Examine the entries and show every line in which the word "street" is found.

━━ TASK INPUT

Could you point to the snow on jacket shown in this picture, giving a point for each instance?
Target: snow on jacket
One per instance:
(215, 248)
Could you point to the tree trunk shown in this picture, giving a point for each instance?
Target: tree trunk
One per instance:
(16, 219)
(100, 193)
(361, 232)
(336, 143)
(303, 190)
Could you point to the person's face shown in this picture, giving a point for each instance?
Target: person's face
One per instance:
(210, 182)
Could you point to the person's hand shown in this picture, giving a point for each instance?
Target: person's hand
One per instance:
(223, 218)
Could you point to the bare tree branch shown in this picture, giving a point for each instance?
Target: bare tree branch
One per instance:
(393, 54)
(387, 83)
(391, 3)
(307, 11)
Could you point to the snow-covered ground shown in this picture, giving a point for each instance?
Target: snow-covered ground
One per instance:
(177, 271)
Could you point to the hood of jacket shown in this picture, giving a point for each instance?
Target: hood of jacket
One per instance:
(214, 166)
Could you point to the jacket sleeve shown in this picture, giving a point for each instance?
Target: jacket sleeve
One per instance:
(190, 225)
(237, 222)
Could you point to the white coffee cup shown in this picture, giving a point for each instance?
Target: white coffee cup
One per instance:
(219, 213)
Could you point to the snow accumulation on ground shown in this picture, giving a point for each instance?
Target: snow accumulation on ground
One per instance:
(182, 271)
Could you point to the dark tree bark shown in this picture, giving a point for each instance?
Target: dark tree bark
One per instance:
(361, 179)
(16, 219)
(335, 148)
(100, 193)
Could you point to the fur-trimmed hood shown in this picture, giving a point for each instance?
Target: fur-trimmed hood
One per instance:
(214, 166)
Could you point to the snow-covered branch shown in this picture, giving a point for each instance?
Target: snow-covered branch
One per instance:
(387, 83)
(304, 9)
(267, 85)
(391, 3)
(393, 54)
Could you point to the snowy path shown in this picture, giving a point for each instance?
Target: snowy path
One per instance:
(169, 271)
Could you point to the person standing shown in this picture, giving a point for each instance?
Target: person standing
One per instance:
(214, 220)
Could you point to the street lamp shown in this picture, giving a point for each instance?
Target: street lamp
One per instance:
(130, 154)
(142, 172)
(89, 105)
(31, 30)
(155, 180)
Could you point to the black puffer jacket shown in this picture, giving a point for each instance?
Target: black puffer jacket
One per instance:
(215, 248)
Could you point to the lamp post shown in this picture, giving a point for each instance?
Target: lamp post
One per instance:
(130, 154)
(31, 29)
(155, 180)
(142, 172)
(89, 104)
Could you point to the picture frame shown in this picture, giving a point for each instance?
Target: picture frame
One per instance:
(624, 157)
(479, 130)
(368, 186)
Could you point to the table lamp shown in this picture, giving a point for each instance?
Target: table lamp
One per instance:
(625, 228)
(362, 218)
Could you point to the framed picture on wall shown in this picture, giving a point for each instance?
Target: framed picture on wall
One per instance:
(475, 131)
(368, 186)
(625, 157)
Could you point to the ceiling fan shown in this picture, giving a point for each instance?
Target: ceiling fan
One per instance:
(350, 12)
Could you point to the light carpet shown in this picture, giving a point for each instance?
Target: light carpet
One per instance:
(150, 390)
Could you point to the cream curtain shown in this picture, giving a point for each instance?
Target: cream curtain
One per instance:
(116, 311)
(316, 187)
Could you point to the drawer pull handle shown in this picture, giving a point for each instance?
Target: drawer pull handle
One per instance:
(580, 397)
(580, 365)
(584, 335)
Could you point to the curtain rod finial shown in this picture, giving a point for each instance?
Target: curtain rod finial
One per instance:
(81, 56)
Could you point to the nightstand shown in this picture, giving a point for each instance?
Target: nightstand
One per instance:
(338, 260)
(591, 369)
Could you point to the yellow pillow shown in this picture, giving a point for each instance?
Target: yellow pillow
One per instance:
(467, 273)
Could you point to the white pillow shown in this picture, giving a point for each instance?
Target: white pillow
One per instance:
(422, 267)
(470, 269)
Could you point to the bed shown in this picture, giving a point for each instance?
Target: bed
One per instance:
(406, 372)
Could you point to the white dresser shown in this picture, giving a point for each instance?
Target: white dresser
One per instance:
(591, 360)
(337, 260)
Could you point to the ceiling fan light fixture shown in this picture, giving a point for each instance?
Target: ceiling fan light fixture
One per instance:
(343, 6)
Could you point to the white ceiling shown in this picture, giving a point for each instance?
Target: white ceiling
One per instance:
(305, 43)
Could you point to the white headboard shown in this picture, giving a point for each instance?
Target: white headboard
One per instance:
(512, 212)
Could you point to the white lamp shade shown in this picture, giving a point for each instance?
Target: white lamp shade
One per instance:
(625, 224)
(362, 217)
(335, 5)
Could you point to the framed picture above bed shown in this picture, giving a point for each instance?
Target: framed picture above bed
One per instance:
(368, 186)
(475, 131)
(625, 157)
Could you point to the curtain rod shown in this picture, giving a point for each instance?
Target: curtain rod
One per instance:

━━━━

THE ANSWER –
Could you point to the street lamp shown in this picture, giving a point for each instance?
Target: street lamp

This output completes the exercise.